> [Exercise tasks]
1. In the OpenCard characterization text, condense the paragraph beginning "Basic instructions are assembly functions" into two shorter sentences that keep its main facts.
2. Name every whitening function that the OpenCard characterization text describes.
3. Take the OpenCard characterization text further, starting right after its final sentence.

> [Text provided]
An example of the trigger mechanism is given in the following asm code, the target execution is a single adds instruction.

Figure 3 depicts the side-channel acquisition of the ADD instruction execution. The red signal is the I/O line while the blue signal is the power consumption of the DUT. We identified by a gray box, the approximate area where the target instruction is actually executed.



Figure 3: First Power Trace on ADD Instruction

# 3. Implementations

We list here all functions implemented on the OpenCard for the characterization study. All sources can be found in the study material provided with this document <sup>4</sup>.

 $<sup>{}^{4}{\</sup>tt L3.3\_caracterisation\_des\_composants\_sources.tgz}$ 

### 3.1. Internal Pseudo-Random Generator

Pseudo-random values are generated with Marsaglia's xorshift96 pseudo-random generator [Mar03], initialized with a 48-Byte seed.

Practically, a 256-Byte buffer is filled with pseudo-random at startup, from which random are read when needed. Every 256 bytes of random, the buffer is filled with 256 bytes of fresh randoms.

#### 3.2. Whitening

Whitening functions are developed in assembly. They can be called from C code, e.g. between calls to basic instructions or gadgets described below.

- whiten\_scratch\_registers: set scratch registers r0, r1, r2, r3, r12 to 0, flush pipeline and wait for all memory accesses to be done.
- whiten\_full\_stack: flush pipeline, complete all memory accesses and set 0 in stack. The number of bytes to clean is defined manually with a preprocessor macro.
- whiten\_16B\_stack: same as whiten\_full\_stack where 16 B of stack are cleaned.

#### 3.3. Basic Instructions

Basic instructions are assembly functions, instr\_rirj, where instr is either adds, eors or ands, and  $0 \le i < j \le 7$ . The function instr\_rirj performs the instruction instr using registers ri and rj as input. The result is initially in ri, but is moved to r0 in order to be returned and accessible from C code.

#### 3.4. Gadgets

The following gadgets are provided, developed in assembly.

- mult\_gf256\_log\_alog: multiplication in Rijndael field using log/alog tables: given  $a, b \in GF(256)$ , it returns  $a \cdot b$ .

Dataset excerpt:
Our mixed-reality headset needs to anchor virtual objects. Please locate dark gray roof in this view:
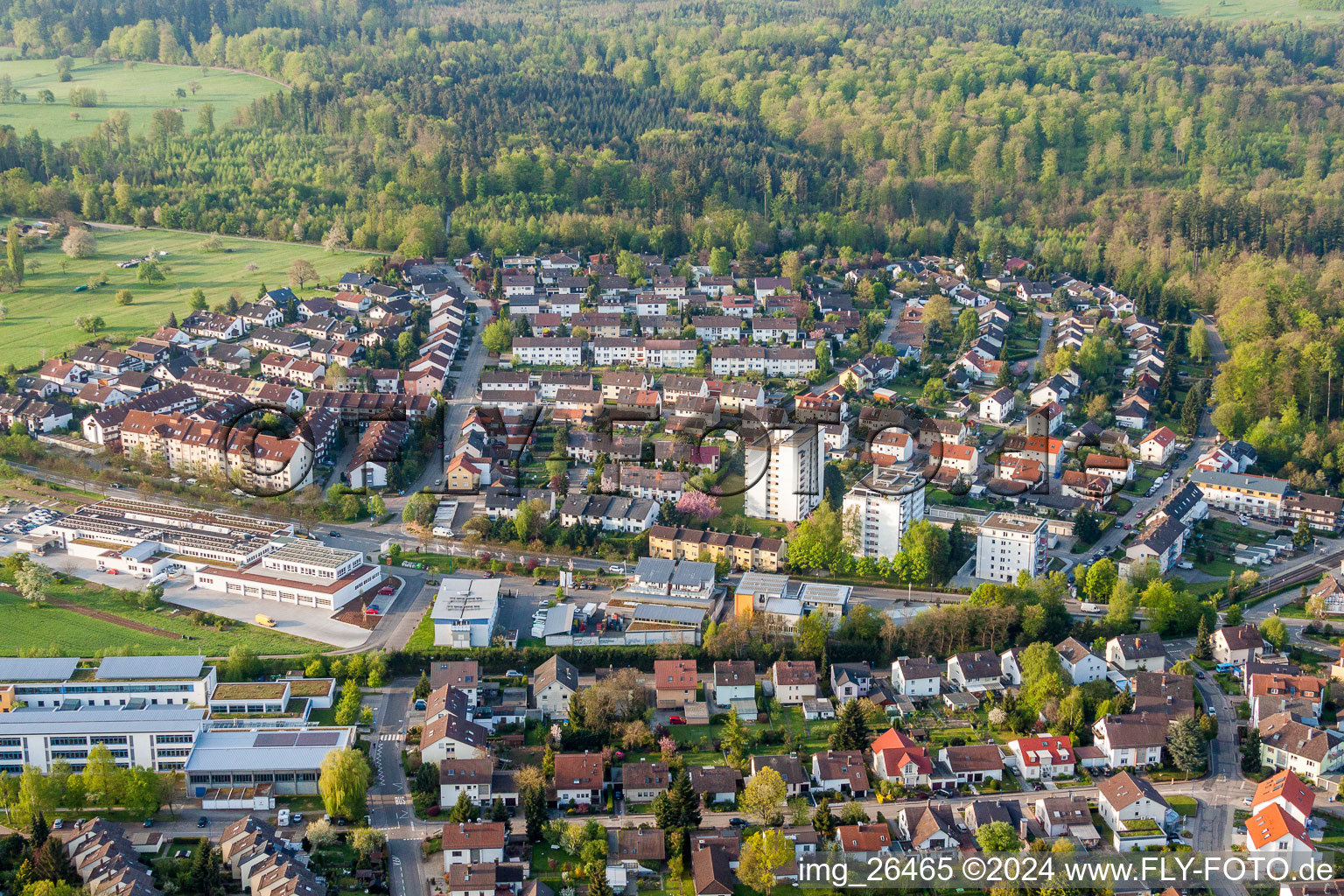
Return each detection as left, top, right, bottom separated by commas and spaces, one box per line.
0, 657, 80, 681
97, 657, 204, 680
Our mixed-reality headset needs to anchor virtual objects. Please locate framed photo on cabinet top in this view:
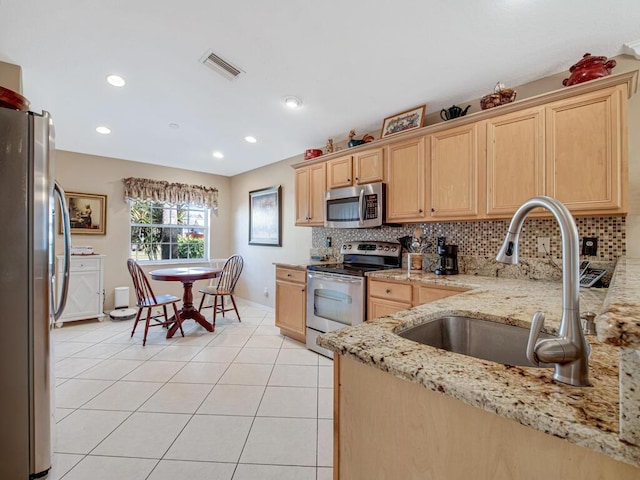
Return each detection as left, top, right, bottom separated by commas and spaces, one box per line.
380, 105, 427, 138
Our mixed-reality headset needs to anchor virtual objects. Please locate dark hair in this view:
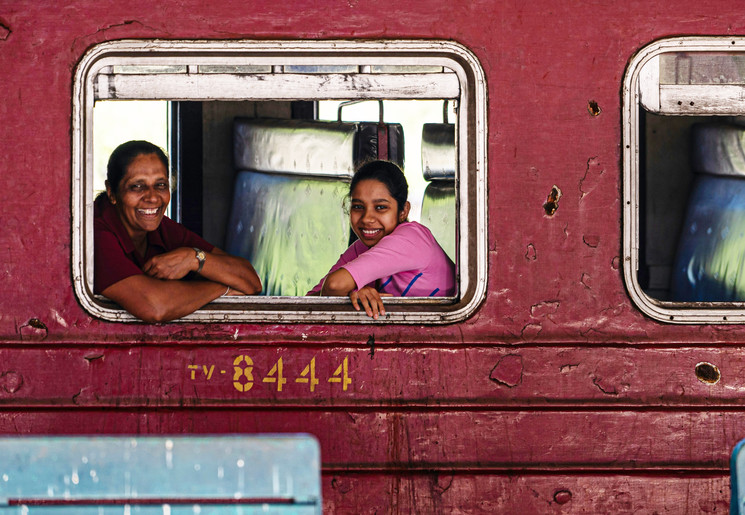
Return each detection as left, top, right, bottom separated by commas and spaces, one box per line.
349, 160, 409, 213
106, 140, 168, 194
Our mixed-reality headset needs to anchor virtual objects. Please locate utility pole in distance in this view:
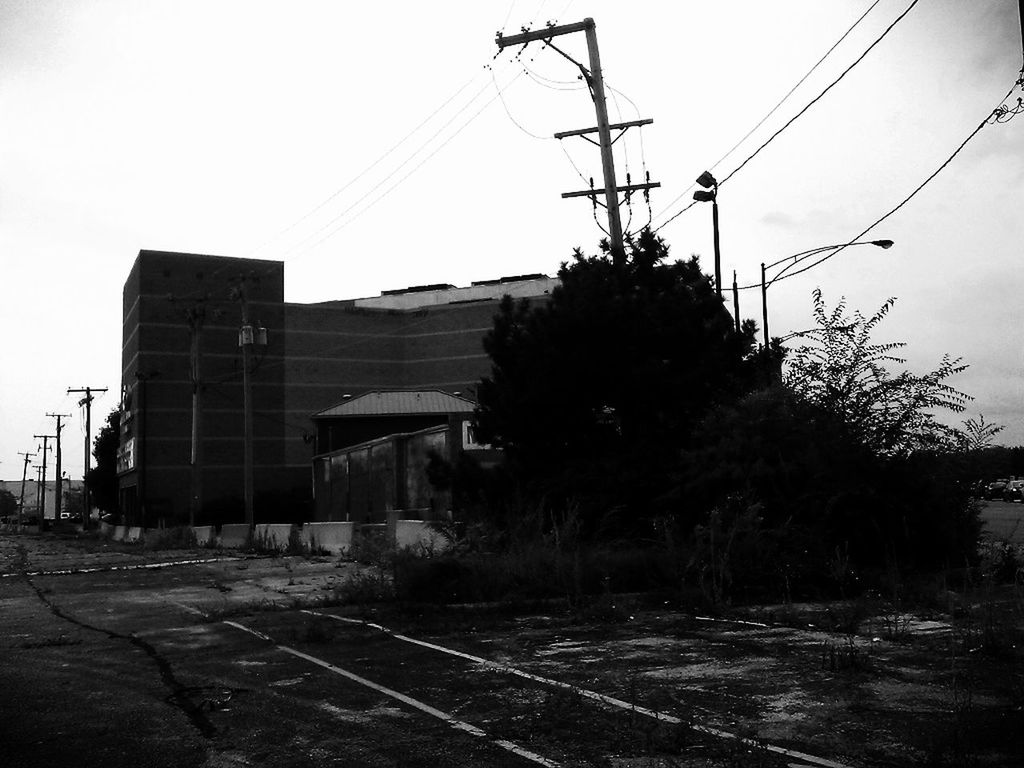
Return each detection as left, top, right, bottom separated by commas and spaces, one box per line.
68, 387, 106, 530
47, 414, 71, 521
17, 451, 33, 525
32, 434, 53, 530
185, 299, 206, 525
495, 17, 660, 263
231, 275, 266, 542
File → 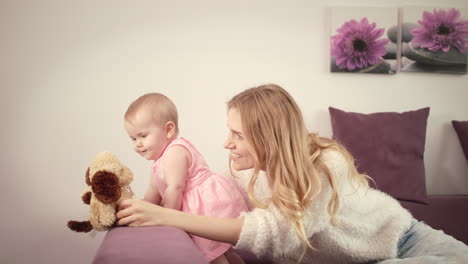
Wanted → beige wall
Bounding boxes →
[0,0,468,263]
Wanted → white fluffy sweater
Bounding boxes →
[234,151,412,263]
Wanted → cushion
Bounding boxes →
[452,120,468,161]
[329,107,429,204]
[93,226,208,264]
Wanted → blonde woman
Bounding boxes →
[117,84,468,263]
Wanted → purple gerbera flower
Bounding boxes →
[411,8,468,53]
[331,18,389,70]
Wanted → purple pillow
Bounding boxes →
[329,107,429,204]
[93,226,208,264]
[452,120,468,161]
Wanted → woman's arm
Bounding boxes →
[117,199,244,245]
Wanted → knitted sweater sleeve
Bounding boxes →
[234,151,347,259]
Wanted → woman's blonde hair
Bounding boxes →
[227,84,368,258]
[124,93,179,135]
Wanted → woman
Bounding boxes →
[117,84,468,263]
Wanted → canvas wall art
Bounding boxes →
[329,7,398,74]
[400,7,468,74]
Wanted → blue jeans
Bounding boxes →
[376,219,468,264]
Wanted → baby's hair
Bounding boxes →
[124,93,179,134]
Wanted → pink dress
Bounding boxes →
[151,138,247,261]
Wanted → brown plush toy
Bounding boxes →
[68,152,133,232]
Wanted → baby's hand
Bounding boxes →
[116,199,167,226]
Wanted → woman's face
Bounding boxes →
[224,107,255,171]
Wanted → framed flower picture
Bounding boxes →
[400,7,468,74]
[329,7,398,74]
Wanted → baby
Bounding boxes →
[124,93,247,264]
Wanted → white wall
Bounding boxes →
[0,0,468,263]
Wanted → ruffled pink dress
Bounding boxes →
[151,138,247,261]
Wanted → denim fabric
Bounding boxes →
[375,220,468,264]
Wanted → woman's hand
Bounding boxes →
[117,199,244,244]
[117,199,173,226]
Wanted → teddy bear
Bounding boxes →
[67,151,133,232]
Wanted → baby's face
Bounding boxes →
[124,111,169,160]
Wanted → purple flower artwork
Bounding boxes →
[411,8,468,53]
[400,7,468,74]
[331,17,389,71]
[330,7,398,74]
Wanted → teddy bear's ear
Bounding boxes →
[91,171,121,204]
[86,167,91,186]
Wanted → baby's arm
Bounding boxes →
[163,145,192,210]
[144,173,162,205]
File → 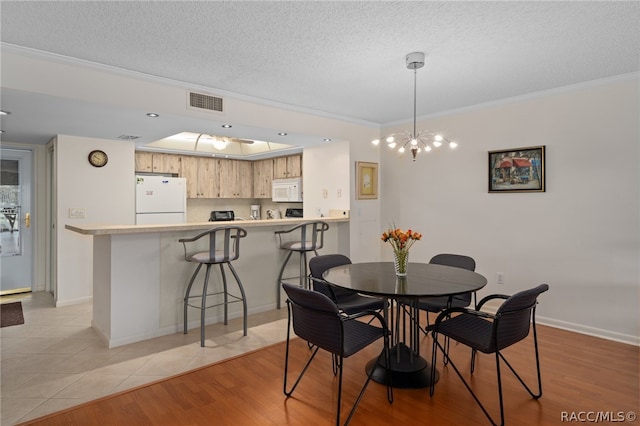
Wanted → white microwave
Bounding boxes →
[271,178,302,203]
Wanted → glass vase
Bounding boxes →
[393,251,409,277]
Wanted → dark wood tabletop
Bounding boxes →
[323,262,487,299]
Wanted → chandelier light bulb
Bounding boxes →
[213,139,227,151]
[371,52,458,161]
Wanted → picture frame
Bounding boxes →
[489,145,546,193]
[356,161,378,200]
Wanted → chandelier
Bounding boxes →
[371,52,458,161]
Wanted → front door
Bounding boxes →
[0,148,33,295]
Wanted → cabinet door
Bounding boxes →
[179,155,198,198]
[218,160,240,198]
[198,157,219,198]
[253,158,273,198]
[273,154,302,179]
[287,155,302,177]
[135,151,153,172]
[153,154,181,175]
[219,160,253,198]
[238,161,253,198]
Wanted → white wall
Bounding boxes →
[372,75,640,344]
[54,135,135,306]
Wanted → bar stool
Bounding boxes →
[275,220,329,309]
[178,225,247,347]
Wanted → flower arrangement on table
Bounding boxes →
[382,228,422,276]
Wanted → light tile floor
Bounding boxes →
[0,292,287,426]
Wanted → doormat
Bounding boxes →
[0,302,24,327]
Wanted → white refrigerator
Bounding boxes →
[136,175,187,225]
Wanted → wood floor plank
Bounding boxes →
[17,326,640,426]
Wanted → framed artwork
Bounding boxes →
[489,145,545,192]
[356,161,378,200]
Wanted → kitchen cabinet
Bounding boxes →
[180,155,220,198]
[136,151,153,173]
[273,154,302,179]
[219,160,253,198]
[253,158,273,199]
[135,151,182,175]
[152,153,182,175]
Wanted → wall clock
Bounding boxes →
[89,149,109,167]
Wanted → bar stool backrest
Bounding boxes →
[181,225,247,263]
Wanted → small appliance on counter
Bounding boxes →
[251,204,260,220]
[284,209,304,217]
[267,209,281,219]
[209,210,236,222]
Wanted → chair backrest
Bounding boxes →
[429,253,476,306]
[429,253,476,271]
[494,284,549,350]
[309,254,351,302]
[276,220,329,251]
[282,283,343,354]
[180,225,247,263]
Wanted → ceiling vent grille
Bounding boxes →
[189,92,222,112]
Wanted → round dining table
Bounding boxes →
[323,262,487,388]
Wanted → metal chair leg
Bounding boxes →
[184,263,202,334]
[276,250,293,309]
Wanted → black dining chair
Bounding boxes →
[418,253,476,334]
[282,283,393,425]
[309,254,385,314]
[429,284,549,425]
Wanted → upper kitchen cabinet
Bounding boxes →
[136,151,153,173]
[218,160,253,198]
[273,154,302,179]
[135,151,182,175]
[253,158,273,199]
[180,155,220,198]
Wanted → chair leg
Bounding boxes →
[282,305,320,397]
[200,264,211,347]
[184,263,202,334]
[429,328,542,425]
[226,263,247,336]
[300,251,309,288]
[276,250,293,309]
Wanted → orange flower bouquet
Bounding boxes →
[382,228,422,276]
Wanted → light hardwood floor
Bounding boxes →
[11,310,640,426]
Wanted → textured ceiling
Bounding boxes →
[0,0,640,151]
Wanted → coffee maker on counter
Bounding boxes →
[251,204,260,220]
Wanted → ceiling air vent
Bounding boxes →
[189,92,222,112]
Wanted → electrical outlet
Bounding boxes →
[69,207,87,219]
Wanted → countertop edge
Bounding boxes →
[64,217,350,235]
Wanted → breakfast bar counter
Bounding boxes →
[65,217,349,348]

> [Answers for this exercise]
1. Basic instructions are assembly functions named instr_rirj, where instr is adds, eors or ands and 0 ≤ i < j ≤ 7. Each one applies instr to registers ri and rj, and the result, first held in ri, is moved to r0 so that it can be returned to C code.

2.
- whiten_scratch_registers
- whiten_full_stack
- whiten_16B_stack

3.
- mult\_2\_nosec: insecure multiplication in Rijndael field on 2 shares, without randomness. Given  $(a_0, a_1), (b_0, b_1) \in GF(256) \times GF(256)$ , it returns  $(c_0, c_1)$  such that  $c_0 \oplus c_1 = (a_0 \oplus a_1) \cdot (b_0 \oplus b_1)$ .

More precisely,

 $- c_0 = a_0 \cdot b_0,$  $- c_1 = a_1 \cdot b_1 \oplus (a_0 \cdot b_1 \oplus a_1 \cdot b_0),$ 

where "." is the multiplication mult\_gf256\_log\_alog.

• mult\_2: ISW multiplication on 2 shares. Given  $(a_0, a_1), (b_0, b_1) \in GF(256) \times GF(256)$ , it returns  $(c_0, c_1)$  such that  $c_0 \oplus c_1 = (a_0 \oplus a_1) \cdot (b_0 \oplus b_1)$ .

More precisely,

- 
$$c_0 = a_0 \cdot b_0 \oplus r$$
,

-  $c_1 = a_1 \cdot b_1 \oplus [(r \oplus a_0 \cdot b_1) \oplus a_1 \cdot b_0],$ 

where r is a random in GF(256) and " $\cdot$ " is the multiplication mult\_gf256\_log\_alog.

- square\_2: squaring on 2 shares. Given  $(a_0, a_1)$ , it returns  $(c_0, c_1) = (a_0^2, a_1^2)$ , where the square is computed with mult\_gf256\_log\_alog.
- refresh\_2: mask refreshing on 2 shares. Given  $(a_0, a_1)$ , it returns  $(c_0, c_1) = (a_0 \oplus r, a_1 \oplus r)$ , where r is a random in GF(256).
- and\_8bits\_4shares: computes a sharing (4 shares of 1 B each) of a&b, each input being given by 4 shares of 1 B each, concatenated in one 4 B register. This implementation comes from [BDF<sup>+</sup>17].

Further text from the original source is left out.